▶ _WORK TO DO_
Which lines below contain the word "this"? Extract each of them, treating uppercase and lowercase as different.

Position annotation records:

start

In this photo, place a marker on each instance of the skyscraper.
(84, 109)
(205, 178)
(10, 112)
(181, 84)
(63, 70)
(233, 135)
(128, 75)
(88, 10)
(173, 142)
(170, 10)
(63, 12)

end

▶ _COMPLETE ANSWER_
In this photo, place a marker on each instance of the skyscraper.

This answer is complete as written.